▶ **Исходный текст**:

——————————

Показательна реакция Городничего на предшественника Чичикова, Хлестакова:

«Тридцать лет живу на службе; ни один купец, ни подрядчик не мог провести; мошенников над мошенниками обманывал, пройдох и плутов таких, что весь свет готовы обворовать, поддевал на уду! Трех губернаторов обманул!..

…Эх ты, толстоносый! Сосульку, тряпку принял за важного человека!»

Не удивительно, что неразличимое для Вия оказалось таким же и для Городничего. В своих заметках по поводу премьеры спектакля Гоголь дает пояснения к фигуре Хлестакова, указывая, между прочим, на причины временного успеха его предприятия, на эффективность всеобщего морока: «Хлестаков лжет вовсе не холодно или фанфаронски-театрально; он лжет с чувством; в глазах его выражается наслаждение, получаемое им от этого [Еще бы! Для Хлестакова это и есть анимация, доступная ему жизнь, другой жизни у него просто нет. – А. С]. (…) Черты роли Хлестакова слишком подвижны, более тонки, и потому труднее уловимы. Что такое, если разобрать в самом деле, Хлестаков? Молодой человек, чиновник, и пустой, как называют, но заключающий в себе много качеств, принадлежащих людям, которых свет не называет пустыми. (…) Лучше пусть всякий отыщет частицу себя в этой роли… (…) Всякий хоть на минуту, если не на несколько минут, делался или делается Хлестаковым, но, натурально, в этом не хочет только признаться…»

——————————

▶ **Строки данных**:
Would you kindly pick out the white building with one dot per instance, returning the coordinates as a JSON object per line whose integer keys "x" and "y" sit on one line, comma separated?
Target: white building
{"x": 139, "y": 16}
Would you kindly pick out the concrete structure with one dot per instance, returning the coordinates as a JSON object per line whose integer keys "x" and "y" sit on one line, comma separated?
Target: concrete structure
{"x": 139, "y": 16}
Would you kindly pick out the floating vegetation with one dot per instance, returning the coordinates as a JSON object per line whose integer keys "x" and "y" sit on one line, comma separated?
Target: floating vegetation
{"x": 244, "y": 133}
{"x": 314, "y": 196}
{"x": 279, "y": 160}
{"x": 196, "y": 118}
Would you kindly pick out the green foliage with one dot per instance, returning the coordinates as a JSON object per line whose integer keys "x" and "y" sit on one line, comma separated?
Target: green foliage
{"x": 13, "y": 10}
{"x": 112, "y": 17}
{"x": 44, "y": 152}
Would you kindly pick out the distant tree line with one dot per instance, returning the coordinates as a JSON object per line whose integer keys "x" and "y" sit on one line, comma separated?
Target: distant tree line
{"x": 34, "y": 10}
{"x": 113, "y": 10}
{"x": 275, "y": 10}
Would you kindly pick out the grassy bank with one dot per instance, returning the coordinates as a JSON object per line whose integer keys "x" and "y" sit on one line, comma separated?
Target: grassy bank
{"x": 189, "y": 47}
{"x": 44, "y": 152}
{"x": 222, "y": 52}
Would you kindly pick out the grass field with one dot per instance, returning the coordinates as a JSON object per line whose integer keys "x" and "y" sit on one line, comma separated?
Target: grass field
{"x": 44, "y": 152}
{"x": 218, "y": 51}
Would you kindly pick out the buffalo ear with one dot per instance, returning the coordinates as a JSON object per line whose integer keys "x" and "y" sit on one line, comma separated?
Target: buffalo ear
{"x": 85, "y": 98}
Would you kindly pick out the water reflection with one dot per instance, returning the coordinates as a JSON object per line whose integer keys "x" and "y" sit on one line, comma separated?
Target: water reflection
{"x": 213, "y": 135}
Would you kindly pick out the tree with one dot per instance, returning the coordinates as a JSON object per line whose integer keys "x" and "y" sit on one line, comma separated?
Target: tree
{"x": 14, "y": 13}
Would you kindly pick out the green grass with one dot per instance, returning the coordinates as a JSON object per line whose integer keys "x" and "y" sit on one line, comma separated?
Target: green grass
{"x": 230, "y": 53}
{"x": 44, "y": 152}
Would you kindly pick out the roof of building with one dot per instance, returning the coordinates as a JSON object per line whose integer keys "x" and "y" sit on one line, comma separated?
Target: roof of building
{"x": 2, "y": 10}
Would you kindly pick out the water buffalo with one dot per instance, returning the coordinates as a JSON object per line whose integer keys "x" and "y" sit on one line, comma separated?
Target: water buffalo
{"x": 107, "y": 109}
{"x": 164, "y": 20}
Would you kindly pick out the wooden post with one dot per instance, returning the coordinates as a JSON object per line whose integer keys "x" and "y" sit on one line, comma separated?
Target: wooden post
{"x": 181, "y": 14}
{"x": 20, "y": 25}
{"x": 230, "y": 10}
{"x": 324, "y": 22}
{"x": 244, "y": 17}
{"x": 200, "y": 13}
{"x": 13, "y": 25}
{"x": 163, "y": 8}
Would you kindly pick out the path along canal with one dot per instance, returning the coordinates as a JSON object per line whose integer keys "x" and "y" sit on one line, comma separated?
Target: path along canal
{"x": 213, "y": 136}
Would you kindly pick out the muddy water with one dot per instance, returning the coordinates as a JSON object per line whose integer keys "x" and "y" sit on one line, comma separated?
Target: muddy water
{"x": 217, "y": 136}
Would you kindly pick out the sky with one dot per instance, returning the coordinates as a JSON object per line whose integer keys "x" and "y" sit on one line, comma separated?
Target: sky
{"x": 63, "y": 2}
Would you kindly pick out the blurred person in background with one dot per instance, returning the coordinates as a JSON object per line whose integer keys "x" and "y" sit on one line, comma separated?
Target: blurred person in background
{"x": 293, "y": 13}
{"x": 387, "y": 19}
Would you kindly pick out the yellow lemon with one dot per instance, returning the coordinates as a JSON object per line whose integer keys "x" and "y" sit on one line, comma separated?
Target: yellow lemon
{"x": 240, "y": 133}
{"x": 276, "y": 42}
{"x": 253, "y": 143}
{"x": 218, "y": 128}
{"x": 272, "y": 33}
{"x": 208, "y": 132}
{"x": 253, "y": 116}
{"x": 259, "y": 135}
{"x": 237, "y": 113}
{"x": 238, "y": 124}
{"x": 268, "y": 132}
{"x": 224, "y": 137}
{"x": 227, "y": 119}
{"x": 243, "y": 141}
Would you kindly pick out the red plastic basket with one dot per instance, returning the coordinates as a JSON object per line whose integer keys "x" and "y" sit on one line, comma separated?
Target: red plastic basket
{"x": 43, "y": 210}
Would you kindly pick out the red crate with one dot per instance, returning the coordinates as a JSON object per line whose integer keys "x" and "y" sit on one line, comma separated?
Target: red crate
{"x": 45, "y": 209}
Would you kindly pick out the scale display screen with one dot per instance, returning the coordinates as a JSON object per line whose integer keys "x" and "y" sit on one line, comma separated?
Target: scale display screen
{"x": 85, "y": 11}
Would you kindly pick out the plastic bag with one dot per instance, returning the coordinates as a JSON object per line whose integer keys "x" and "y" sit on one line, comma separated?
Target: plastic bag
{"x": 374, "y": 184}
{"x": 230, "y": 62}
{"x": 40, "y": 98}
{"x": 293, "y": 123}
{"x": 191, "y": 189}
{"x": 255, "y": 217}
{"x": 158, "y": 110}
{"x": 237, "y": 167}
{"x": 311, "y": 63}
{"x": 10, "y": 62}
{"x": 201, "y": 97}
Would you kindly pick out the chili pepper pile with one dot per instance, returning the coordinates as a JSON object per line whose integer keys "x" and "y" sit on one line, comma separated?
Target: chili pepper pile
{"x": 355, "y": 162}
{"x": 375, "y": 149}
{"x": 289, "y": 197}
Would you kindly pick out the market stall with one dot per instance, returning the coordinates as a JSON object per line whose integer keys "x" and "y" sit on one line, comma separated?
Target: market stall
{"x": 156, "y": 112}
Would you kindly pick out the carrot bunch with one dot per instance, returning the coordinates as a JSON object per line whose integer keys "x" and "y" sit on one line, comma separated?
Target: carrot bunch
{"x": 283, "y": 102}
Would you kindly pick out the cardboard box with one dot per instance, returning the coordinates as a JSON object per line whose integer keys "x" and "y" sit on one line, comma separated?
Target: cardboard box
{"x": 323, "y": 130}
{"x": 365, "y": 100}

——————————

▶ **Задания для выполнения**:
**1.** Перепишите из исходного текста о Хлестакове без изменений отрывок от «Показательна реакция Городничего» до «Трех губернаторов обманул!..».
**2.** Скольких губернаторов, по его собственным словам в исходном тексте, обманул Городничий?

▶ **Ответы**:
**1.**
Показательна реакция Городничего на предшественника Чичикова, Хлестакова:

«Тридцать лет живу на службе; ни один купец, ни подрядчик не мог провести; мошенников над мошенниками обманывал, пройдох и плутов таких, что весь свет готовы обворовать, поддевал на уду! Трех губернаторов обманул!..

**2.** Трёх губернаторов.